» Page extract
---*---

Icrawl NPM | npm.io

icrawl

Crawl pages and generate htmls corresponding to the path.

Features

With nginx, you can do SEO on the front-end rendered page.
Built-in server, you can directly crawl the page based on the built folder
The html save path corresponds to the url path
Does not depend on any front-end framework
Provide API calls and command line calls

Examples

Node API

const path = require('path')
const Crawl = require('icrawl')
const crawl = new Crawl({
  requestTimeout: 10000,
  isNormalizeSourceURL: true,
  routes: [
    'https://nodejs.org/api/path.html',  
    'https://nodejs.org/api/url.html'
  ],
  path: path.resolve(__dirname, 'static')
})
crawl.start()

Configuration

.icrawlrc.js in your project root

const path = require('path')

module.exports = {
  isNormalizeSourceURL: true,
  routes: [
    'https://nodejs.org/api/path.html',  
    'https://nodejs.org/api/url.html'
  ],
  path: path.resolve(__dirname, 'static')
}

package.json

"scripts": {
  "build": "icrawl"

---*---

(Saved data entries)
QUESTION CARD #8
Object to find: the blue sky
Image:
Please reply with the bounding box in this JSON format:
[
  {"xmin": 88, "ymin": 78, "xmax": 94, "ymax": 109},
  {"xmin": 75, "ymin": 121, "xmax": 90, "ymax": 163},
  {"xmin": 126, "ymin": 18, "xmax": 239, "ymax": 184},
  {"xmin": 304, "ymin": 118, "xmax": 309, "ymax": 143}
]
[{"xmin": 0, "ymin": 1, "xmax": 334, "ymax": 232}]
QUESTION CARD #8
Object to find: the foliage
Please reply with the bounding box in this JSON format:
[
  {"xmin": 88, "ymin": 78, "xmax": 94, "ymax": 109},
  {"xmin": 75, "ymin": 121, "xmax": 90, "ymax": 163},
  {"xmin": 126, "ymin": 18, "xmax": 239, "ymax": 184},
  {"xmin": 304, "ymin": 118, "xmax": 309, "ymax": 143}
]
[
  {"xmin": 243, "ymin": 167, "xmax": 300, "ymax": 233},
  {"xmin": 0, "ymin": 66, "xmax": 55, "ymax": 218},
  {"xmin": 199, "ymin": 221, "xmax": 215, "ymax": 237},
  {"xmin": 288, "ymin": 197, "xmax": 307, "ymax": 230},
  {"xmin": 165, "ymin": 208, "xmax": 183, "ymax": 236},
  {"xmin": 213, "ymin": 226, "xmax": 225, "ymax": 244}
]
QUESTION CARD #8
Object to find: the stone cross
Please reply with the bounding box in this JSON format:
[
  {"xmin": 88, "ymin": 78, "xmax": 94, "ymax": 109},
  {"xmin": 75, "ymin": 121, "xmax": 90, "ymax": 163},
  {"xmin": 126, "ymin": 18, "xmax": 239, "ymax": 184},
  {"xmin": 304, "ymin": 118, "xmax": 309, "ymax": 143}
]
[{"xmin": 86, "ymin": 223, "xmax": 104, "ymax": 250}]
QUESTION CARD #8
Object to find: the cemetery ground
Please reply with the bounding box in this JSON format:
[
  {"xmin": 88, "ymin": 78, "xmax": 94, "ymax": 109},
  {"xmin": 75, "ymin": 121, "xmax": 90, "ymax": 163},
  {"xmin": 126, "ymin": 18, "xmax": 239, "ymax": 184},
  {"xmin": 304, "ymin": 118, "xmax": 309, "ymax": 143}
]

---*---

» Work to do
1. According to the icrawl package page, what file in the project root holds the configuration?
2. Reproduce the stretch of the icrawl package page from "Built-in server, you" through "Crawl = require('icrawl')".
The entries have no connection to the icrawl package page.

» Answers given
1. .icrawlrc.js

2.
Built-in server, you can directly crawl the page based on the built folder
The html save path corresponds to the url path
Does not depend on any front-end framework
Provide API calls and command line calls

Examples

Node API

const path = require('path')
const Crawl = require('icrawl')